— Begin —

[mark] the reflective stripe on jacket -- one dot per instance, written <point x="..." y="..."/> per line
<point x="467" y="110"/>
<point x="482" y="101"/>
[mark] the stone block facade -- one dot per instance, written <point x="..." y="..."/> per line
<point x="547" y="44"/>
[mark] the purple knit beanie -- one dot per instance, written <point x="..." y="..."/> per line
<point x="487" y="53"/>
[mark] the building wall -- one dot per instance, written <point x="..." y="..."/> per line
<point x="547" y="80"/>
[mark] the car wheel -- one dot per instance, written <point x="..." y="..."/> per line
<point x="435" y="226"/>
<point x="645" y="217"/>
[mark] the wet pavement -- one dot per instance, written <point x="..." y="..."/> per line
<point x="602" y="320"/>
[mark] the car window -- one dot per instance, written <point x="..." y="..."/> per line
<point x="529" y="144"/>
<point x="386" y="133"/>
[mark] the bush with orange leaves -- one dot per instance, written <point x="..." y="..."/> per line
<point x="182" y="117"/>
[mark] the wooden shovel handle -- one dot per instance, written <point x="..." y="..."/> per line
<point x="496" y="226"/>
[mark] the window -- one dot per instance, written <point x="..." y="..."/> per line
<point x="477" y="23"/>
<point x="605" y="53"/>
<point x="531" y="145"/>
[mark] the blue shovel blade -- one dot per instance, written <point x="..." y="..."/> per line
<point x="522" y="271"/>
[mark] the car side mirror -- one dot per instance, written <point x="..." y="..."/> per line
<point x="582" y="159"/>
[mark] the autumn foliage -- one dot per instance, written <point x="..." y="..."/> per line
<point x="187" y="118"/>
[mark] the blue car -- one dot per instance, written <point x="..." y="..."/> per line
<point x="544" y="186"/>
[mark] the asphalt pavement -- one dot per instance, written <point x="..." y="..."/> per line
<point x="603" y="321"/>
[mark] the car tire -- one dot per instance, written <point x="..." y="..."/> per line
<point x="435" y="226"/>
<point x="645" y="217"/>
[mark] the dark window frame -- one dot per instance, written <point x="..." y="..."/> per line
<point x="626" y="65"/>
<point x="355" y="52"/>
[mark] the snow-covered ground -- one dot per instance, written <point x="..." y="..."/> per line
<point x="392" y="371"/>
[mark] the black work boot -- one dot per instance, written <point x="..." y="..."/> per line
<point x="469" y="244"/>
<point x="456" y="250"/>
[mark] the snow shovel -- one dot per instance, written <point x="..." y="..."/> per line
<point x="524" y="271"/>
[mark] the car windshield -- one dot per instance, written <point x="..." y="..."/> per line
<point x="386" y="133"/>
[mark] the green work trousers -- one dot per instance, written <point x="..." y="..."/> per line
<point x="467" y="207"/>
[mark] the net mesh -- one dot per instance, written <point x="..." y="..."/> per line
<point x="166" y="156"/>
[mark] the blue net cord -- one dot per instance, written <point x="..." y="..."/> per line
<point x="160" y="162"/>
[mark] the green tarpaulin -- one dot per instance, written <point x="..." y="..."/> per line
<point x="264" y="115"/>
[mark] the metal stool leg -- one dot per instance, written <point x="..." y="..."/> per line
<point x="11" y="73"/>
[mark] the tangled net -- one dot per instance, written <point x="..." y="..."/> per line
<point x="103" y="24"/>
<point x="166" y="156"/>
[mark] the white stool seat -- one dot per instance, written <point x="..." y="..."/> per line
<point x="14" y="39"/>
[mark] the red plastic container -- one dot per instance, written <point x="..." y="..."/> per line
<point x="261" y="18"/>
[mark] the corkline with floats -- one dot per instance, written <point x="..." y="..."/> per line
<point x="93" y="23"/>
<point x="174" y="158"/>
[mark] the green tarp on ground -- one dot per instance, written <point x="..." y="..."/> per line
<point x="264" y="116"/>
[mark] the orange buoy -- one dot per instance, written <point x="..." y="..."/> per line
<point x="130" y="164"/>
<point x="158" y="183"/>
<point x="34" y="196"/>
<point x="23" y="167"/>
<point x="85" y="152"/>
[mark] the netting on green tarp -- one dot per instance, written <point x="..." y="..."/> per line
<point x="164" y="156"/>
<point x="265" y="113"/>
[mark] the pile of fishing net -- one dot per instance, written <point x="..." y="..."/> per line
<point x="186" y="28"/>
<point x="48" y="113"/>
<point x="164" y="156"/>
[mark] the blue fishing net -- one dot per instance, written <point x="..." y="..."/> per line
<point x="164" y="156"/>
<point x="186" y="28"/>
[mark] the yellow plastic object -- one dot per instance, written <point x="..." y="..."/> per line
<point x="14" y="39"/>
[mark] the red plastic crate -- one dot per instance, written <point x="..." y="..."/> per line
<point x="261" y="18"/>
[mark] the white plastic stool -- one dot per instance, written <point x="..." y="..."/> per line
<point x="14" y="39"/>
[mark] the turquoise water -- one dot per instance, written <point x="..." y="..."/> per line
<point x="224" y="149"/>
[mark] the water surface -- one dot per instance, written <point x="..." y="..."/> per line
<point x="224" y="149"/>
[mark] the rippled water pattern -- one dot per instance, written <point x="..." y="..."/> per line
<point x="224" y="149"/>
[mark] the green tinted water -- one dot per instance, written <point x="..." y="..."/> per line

— End —

** Short exercise **
Write the data out again in full and exactly.

** Output below **
[mark] the reflective stripe on jacket -- one dot per instance, written <point x="..." y="..."/> per line
<point x="467" y="110"/>
<point x="482" y="101"/>
[mark] the stone block facade -- one dot per instance, written <point x="..." y="..."/> per line
<point x="547" y="44"/>
[mark] the purple knit beanie -- one dot per instance, written <point x="..." y="..."/> per line
<point x="487" y="53"/>
[mark] the building wall -- one dot per instance, written <point x="..." y="..."/> per line
<point x="547" y="80"/>
[mark] the car wheel -- one dot per instance, written <point x="..." y="..."/> per line
<point x="435" y="226"/>
<point x="645" y="217"/>
[mark] the wet pavement -- one dot per instance, written <point x="..." y="..."/> per line
<point x="602" y="320"/>
[mark] the car window -- one dot per instance, written <point x="..." y="..."/> per line
<point x="529" y="144"/>
<point x="386" y="133"/>
[mark] the bush with orange leaves -- one dot per instance, written <point x="..." y="..."/> per line
<point x="182" y="117"/>
[mark] the wooden shovel handle -- one dot per instance, written <point x="..." y="..."/> per line
<point x="496" y="226"/>
[mark] the window -- one dot per instance, written <point x="..." y="..."/> per line
<point x="477" y="23"/>
<point x="605" y="53"/>
<point x="531" y="145"/>
[mark] the blue shovel blade -- one dot per instance, written <point x="..." y="..."/> per line
<point x="522" y="271"/>
[mark] the car side mirror -- one dot per instance, written <point x="..." y="..."/> per line
<point x="582" y="159"/>
[mark] the autumn foliage -- one dot per instance, written <point x="..." y="..."/> per line
<point x="187" y="118"/>
[mark] the blue car -- one dot per instance, written <point x="..." y="..."/> per line
<point x="544" y="186"/>
[mark] the asphalt pavement -- one dot per instance, written <point x="..." y="..."/> per line
<point x="603" y="321"/>
[mark] the car tire -- one dot per instance, written <point x="..." y="..."/> per line
<point x="435" y="226"/>
<point x="645" y="217"/>
[mark] the dark window frame -- one dot per instance, written <point x="..." y="..."/> per line
<point x="626" y="65"/>
<point x="355" y="52"/>
[mark] the snow-covered ground -- one dot per instance, written <point x="..." y="..."/> per line
<point x="392" y="371"/>
[mark] the black work boot -- one dot per instance, written <point x="..." y="..."/> per line
<point x="469" y="244"/>
<point x="456" y="250"/>
[mark] the snow shovel -- one dot per instance, written <point x="..." y="..."/> per line
<point x="524" y="271"/>
[mark] the car windshield -- one dot per instance, written <point x="..." y="..."/> per line
<point x="386" y="133"/>
[mark] the green work trousers -- one dot per instance, written <point x="..." y="..."/> per line
<point x="467" y="207"/>
[mark] the net mesh -- one dot per instance, written <point x="..." y="..."/> per line
<point x="166" y="156"/>
[mark] the blue net cord -- one dot per instance, written <point x="..." y="..."/> per line
<point x="160" y="162"/>
[mark] the green tarpaulin -- one dot per instance, written <point x="..." y="..."/> per line
<point x="264" y="115"/>
[mark] the metal stool leg -- one dot per instance, written <point x="..." y="..."/> per line
<point x="11" y="73"/>
[mark] the tangled net -- one dot per instance, written <point x="..." y="..."/> per line
<point x="103" y="24"/>
<point x="166" y="156"/>
[mark] the white stool seat -- one dot per instance, written <point x="..." y="..."/> per line
<point x="14" y="39"/>
[mark] the red plastic container -- one dot per instance, written <point x="..." y="..."/> per line
<point x="261" y="18"/>
[mark] the corkline with floats -- one dot per instance, written <point x="..." y="..."/> per line
<point x="93" y="23"/>
<point x="174" y="158"/>
[mark] the green tarp on ground -- one dot per instance, written <point x="..." y="..."/> per line
<point x="264" y="116"/>
[mark] the orange buoy -- one dot per instance, written <point x="..." y="..."/> per line
<point x="130" y="164"/>
<point x="158" y="183"/>
<point x="34" y="196"/>
<point x="23" y="167"/>
<point x="85" y="152"/>
[mark] the netting on green tarp -- one dot per instance, written <point x="..." y="..."/> per line
<point x="164" y="156"/>
<point x="265" y="113"/>
[mark] the pile of fishing net -- one dot per instance, written <point x="..." y="..."/> per line
<point x="186" y="28"/>
<point x="48" y="113"/>
<point x="164" y="156"/>
[mark] the blue fishing net -- one dot per instance, written <point x="..." y="..."/> per line
<point x="164" y="156"/>
<point x="186" y="28"/>
[mark] the yellow plastic object -- one dot per instance, written <point x="..." y="..."/> per line
<point x="14" y="39"/>
[mark] the red plastic crate -- one dot per instance, written <point x="..." y="..."/> per line
<point x="261" y="18"/>
[mark] the white plastic stool -- one dot per instance, written <point x="..." y="..."/> per line
<point x="14" y="39"/>
[mark] the turquoise water -- one dot per instance, written <point x="..." y="..."/> per line
<point x="224" y="149"/>
[mark] the water surface -- one dot per instance, written <point x="..." y="..."/> per line
<point x="224" y="149"/>
[mark] the rippled water pattern -- one dot per instance, written <point x="..." y="..."/> per line
<point x="224" y="149"/>
[mark] the green tinted water -- one dot per instance, written <point x="..." y="..."/> per line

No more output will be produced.